Copy the lines word for word. Begin at the line that contains "The resolver MUST return, for each instance of the man" and end with the final line of the data.
_ _ _
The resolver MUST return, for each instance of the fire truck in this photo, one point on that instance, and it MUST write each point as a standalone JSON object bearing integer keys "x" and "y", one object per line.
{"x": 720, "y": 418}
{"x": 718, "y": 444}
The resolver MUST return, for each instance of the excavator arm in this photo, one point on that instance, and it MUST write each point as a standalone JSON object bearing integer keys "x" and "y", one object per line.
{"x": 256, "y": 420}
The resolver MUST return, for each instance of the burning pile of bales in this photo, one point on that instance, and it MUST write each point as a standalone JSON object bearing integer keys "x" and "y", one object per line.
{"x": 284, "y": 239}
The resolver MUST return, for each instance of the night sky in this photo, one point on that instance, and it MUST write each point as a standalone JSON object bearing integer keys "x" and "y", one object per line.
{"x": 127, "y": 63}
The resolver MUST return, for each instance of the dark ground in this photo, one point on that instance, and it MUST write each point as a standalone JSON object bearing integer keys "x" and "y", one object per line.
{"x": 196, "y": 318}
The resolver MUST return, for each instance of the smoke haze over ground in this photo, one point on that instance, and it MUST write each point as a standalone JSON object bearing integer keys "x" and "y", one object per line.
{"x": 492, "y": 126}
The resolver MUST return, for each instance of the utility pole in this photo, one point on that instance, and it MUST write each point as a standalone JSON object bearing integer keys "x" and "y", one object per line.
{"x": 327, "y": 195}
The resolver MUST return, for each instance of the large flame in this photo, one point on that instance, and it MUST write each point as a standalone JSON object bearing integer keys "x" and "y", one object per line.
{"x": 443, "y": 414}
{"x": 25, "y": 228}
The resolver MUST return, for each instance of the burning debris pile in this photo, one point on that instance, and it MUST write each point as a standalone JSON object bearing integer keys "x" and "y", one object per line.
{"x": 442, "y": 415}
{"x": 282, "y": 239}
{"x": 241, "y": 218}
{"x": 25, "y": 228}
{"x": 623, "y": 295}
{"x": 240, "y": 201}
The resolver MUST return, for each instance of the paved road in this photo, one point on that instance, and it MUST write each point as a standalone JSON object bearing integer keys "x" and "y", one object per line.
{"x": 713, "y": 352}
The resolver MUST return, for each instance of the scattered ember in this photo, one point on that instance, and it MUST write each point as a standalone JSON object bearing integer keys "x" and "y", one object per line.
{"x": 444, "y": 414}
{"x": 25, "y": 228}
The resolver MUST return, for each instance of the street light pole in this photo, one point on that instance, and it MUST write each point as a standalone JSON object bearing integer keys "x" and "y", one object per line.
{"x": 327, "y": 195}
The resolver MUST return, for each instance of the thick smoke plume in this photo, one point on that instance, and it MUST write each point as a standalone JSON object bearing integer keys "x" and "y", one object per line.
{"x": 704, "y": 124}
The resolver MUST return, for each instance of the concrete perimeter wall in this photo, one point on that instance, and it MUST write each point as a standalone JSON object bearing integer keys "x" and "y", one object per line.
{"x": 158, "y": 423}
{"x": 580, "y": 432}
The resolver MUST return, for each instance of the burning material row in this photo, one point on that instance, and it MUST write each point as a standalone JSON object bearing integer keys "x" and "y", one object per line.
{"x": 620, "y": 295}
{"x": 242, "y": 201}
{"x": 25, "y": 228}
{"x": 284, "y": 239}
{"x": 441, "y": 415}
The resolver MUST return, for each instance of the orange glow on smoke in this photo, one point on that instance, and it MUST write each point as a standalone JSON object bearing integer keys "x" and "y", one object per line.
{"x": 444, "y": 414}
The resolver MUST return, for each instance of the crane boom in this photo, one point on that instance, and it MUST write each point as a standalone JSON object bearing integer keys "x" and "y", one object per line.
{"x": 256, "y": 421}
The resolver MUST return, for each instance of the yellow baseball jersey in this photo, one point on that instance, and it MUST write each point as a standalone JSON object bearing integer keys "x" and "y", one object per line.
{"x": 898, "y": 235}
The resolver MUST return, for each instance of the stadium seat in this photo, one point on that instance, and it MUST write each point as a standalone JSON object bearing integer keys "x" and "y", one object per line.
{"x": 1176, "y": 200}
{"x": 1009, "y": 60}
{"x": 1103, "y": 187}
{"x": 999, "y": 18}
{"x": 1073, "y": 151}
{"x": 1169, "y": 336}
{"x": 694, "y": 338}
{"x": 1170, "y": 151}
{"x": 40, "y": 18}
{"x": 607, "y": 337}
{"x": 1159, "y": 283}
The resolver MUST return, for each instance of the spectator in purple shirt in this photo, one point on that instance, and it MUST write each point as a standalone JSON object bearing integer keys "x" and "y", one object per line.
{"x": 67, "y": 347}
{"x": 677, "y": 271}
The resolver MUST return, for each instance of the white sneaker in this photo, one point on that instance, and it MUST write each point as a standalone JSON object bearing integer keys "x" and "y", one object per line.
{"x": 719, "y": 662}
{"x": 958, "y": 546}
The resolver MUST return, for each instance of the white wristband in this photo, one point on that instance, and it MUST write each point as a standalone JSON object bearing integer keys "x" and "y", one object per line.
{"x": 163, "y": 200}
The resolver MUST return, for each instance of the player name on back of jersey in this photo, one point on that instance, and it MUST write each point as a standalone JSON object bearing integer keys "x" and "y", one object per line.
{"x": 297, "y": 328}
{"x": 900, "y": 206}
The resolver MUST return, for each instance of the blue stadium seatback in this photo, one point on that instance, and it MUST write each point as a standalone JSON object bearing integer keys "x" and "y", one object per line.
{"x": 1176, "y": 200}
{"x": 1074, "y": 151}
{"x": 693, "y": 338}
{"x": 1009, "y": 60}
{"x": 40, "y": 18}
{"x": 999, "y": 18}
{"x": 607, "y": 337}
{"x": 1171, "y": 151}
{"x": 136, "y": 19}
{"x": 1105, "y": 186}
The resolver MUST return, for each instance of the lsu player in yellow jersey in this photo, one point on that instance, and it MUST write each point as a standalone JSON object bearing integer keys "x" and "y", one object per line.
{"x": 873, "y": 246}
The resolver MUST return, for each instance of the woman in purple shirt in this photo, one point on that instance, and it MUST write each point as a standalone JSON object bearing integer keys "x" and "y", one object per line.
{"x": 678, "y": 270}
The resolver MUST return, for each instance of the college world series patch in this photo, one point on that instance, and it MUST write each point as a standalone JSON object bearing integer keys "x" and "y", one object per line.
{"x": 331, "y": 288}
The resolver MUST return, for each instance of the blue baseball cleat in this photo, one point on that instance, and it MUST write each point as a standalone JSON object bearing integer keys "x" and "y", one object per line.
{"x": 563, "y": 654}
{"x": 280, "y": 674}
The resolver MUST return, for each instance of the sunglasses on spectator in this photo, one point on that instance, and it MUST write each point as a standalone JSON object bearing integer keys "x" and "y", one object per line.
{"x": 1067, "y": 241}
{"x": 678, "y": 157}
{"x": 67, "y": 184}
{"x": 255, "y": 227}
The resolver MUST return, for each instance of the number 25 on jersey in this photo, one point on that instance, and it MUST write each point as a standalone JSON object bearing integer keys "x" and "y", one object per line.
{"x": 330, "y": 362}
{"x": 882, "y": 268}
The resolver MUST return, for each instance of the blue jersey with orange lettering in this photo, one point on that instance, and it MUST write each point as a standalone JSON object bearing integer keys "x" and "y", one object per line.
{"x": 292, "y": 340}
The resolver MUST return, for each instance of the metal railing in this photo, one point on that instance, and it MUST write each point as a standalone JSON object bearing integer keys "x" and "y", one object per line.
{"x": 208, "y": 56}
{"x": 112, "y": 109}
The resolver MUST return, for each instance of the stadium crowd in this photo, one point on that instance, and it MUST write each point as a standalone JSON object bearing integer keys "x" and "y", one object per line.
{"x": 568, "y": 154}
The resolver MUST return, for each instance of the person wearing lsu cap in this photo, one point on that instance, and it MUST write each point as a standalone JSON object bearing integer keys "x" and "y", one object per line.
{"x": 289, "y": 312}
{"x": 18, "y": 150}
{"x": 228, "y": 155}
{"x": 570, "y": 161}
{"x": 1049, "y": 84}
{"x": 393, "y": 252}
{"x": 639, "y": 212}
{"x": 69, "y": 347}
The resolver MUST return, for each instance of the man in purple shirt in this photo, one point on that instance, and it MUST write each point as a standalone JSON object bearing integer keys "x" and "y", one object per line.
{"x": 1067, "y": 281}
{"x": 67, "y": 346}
_ _ _
▶ Result for this task
The resolver MUST return, for each instance of the man in purple shirt in this photo, one point on that instance, and it MUST write each point as a standalone JSON object bearing integer keys "x" and "y", one object per line.
{"x": 1067, "y": 281}
{"x": 67, "y": 346}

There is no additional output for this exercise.